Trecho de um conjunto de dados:

------------

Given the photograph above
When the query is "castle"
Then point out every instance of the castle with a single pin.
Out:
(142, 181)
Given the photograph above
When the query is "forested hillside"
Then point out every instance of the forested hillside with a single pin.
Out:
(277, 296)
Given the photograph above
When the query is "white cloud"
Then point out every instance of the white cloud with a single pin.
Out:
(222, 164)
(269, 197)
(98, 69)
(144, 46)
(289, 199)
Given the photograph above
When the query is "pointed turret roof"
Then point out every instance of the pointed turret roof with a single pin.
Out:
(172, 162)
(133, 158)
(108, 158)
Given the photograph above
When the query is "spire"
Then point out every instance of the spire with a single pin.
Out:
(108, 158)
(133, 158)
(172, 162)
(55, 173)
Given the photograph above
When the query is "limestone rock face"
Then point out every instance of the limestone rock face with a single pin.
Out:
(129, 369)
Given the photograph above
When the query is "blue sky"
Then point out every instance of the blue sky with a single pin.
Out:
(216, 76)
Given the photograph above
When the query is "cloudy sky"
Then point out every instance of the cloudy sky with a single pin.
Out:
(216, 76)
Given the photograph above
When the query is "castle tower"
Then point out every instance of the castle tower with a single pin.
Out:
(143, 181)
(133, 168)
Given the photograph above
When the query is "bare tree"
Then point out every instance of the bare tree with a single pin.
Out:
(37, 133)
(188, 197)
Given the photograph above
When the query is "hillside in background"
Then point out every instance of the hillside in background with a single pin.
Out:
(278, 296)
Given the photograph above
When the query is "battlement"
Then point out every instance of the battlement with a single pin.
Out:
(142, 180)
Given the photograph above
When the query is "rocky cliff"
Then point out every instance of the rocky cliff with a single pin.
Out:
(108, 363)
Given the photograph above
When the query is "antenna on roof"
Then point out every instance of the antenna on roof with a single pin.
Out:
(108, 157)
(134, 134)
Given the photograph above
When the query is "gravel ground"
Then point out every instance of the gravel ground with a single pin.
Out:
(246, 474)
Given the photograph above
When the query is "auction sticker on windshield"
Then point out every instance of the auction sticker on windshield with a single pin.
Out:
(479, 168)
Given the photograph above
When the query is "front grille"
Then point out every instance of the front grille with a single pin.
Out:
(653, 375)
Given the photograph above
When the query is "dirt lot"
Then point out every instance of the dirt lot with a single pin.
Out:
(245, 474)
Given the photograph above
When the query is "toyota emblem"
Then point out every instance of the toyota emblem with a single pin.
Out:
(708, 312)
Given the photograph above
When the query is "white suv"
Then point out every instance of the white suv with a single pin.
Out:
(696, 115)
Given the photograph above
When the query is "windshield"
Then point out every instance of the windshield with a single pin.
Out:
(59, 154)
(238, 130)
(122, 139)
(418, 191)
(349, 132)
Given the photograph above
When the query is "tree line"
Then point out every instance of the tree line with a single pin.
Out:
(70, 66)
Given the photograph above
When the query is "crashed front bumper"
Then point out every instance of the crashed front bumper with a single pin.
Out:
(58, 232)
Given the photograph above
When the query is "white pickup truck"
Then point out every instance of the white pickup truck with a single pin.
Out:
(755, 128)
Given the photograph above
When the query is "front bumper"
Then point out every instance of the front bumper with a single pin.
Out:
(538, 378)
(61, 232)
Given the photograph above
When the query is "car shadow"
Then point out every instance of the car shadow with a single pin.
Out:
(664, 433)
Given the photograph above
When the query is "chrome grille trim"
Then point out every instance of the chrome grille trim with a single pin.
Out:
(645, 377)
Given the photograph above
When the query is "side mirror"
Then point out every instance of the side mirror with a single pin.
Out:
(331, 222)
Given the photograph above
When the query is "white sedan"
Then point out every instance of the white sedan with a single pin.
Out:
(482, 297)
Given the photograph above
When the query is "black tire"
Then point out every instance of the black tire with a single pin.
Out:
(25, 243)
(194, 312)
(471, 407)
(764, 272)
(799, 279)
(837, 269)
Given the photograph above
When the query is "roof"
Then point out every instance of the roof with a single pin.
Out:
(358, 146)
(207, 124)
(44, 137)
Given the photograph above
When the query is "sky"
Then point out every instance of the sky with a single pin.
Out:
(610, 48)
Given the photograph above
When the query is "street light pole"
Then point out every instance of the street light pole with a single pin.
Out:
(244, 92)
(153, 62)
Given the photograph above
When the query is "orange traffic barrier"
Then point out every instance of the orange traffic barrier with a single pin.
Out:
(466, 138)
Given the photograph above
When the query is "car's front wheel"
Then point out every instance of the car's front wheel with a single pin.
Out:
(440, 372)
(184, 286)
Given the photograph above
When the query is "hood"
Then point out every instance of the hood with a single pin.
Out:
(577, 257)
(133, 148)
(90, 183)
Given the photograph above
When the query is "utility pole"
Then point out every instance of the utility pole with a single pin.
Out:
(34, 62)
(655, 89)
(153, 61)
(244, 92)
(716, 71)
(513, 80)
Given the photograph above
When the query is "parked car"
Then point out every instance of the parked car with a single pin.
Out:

------------

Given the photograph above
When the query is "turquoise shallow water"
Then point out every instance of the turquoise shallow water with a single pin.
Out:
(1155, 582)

------------

** O QUE FAZER **
Filtre os registros acima, copiando todas as linhas que contêm a palavra "front".

** SAÍDA COMPLETA **
When the query is "front grille"
Then point out every instance of the front grille with a single pin.
When the query is "crashed front bumper"
Then point out every instance of the crashed front bumper with a single pin.
When the query is "front bumper"
Then point out every instance of the front bumper with a single pin.
When the query is "car's front wheel"
Then point out every instance of the car's front wheel with a single pin.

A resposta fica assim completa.